> REQUIRED WORK
Express the listing below as a JSON list of strings, one string per line, leaving out blank lines.

## begin

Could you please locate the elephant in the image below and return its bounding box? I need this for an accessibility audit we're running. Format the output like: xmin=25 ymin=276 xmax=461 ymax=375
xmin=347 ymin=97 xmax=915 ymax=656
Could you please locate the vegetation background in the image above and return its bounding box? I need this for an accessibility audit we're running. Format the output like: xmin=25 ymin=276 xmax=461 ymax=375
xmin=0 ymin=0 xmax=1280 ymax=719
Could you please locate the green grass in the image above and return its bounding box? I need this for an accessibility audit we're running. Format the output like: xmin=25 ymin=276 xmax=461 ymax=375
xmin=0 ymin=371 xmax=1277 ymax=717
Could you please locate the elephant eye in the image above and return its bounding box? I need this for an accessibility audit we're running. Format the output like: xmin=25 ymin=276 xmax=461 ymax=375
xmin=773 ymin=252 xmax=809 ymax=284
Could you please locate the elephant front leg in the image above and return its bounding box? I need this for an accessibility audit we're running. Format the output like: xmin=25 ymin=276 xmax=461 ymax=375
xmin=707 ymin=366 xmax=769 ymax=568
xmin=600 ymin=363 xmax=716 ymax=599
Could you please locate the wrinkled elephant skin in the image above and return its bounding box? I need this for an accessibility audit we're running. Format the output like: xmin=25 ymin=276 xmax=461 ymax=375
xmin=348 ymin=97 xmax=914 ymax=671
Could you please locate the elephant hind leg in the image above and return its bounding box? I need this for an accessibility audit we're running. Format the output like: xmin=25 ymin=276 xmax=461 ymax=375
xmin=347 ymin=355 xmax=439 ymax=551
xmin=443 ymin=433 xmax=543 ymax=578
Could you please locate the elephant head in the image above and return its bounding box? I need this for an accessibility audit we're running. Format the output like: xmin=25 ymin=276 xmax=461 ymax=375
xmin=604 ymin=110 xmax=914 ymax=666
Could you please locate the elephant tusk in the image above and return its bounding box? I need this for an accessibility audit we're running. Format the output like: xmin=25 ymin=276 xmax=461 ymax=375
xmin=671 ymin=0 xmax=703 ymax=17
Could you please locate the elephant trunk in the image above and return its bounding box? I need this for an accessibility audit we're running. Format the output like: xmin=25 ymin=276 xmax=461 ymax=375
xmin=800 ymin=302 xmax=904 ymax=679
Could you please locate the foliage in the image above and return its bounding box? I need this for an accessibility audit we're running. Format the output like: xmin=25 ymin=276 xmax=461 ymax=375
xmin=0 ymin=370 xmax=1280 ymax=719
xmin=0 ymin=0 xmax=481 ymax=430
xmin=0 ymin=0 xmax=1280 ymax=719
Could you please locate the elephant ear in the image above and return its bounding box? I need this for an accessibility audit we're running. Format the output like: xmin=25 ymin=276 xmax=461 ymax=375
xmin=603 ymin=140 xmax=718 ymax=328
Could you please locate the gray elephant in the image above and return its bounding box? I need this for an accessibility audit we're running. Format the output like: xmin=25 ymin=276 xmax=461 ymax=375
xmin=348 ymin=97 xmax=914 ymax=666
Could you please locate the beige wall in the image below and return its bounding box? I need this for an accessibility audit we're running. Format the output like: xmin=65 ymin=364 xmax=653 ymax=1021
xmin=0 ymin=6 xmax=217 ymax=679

## end

> EXERCISE RESPONSE
[
  "Could you please locate the elephant in the image below and return its bounding box? I need this for an accessibility audit we're running. Format the output like: xmin=25 ymin=276 xmax=461 ymax=375",
  "xmin=347 ymin=97 xmax=915 ymax=656",
  "Could you please locate the vegetation background in the image above and return its bounding box? I need this for an accessibility audit we're running. Format the output like: xmin=25 ymin=276 xmax=461 ymax=375",
  "xmin=0 ymin=0 xmax=1280 ymax=719",
  "Could you please locate the green grass in the image above and return its bounding box? I need this for an accessibility audit we're running. Format the output like: xmin=25 ymin=276 xmax=461 ymax=375",
  "xmin=0 ymin=371 xmax=1277 ymax=717",
  "Could you please locate the elephant eye in the image above and return its bounding box? I need this for an accessibility audit we're running. Format the output like: xmin=25 ymin=276 xmax=461 ymax=375",
  "xmin=773 ymin=252 xmax=809 ymax=284",
  "Could you please locate the elephant front leg in the image above and return its bounding box? I need this for an accessibility audit we're running. Format the output like: xmin=25 ymin=276 xmax=461 ymax=375",
  "xmin=707 ymin=366 xmax=769 ymax=568",
  "xmin=600 ymin=363 xmax=716 ymax=599",
  "Could you please locate the wrinkled elephant skin in the image above and return its bounding box? I need this for an accessibility audit we're running. Format the output like: xmin=25 ymin=276 xmax=461 ymax=375",
  "xmin=348 ymin=97 xmax=914 ymax=671",
  "Could you please locate the elephant hind leg in the image above and return its bounding box? I need this for an accessibility audit we're running. Format the output like: xmin=25 ymin=276 xmax=461 ymax=375",
  "xmin=347 ymin=355 xmax=439 ymax=551",
  "xmin=443 ymin=433 xmax=543 ymax=578",
  "Could you please locate the elephant head in the image above and return its bounding box? I need this for an accessibility audit we're running. Format the output like: xmin=25 ymin=276 xmax=461 ymax=375",
  "xmin=604 ymin=110 xmax=914 ymax=666",
  "Could you please locate the elephant tusk in the image above and return its bounding box? I need this for an accessibility audit we're running. Format the output like: xmin=25 ymin=276 xmax=461 ymax=375",
  "xmin=671 ymin=0 xmax=703 ymax=17",
  "Could you please locate the elephant trunk in the image above and return its bounding box? I need this for an accessibility audit we're running. Format the output like: xmin=25 ymin=276 xmax=461 ymax=375",
  "xmin=800 ymin=302 xmax=904 ymax=679",
  "Could you please locate the foliage in the image above and return its bounding box? I need this for an accessibility audit we're running. Format the output like: xmin=25 ymin=276 xmax=461 ymax=375",
  "xmin=0 ymin=370 xmax=1280 ymax=719",
  "xmin=0 ymin=0 xmax=481 ymax=430",
  "xmin=0 ymin=0 xmax=1280 ymax=719",
  "Could you please locate the elephant ear in the image above and return its bounding box? I need this for an accessibility audit we're running. Format the output like: xmin=25 ymin=276 xmax=461 ymax=375",
  "xmin=603 ymin=140 xmax=718 ymax=328",
  "Could you please locate the gray elephant in the image above and return its bounding box? I need this for an accessibility audit we're running. Format the output like: xmin=25 ymin=276 xmax=461 ymax=375",
  "xmin=348 ymin=97 xmax=914 ymax=666",
  "Could you please locate the beige wall in the image below and return its bounding box? I need this for an accessibility audit we're running. Format the output like: xmin=65 ymin=364 xmax=653 ymax=1021",
  "xmin=0 ymin=6 xmax=217 ymax=679"
]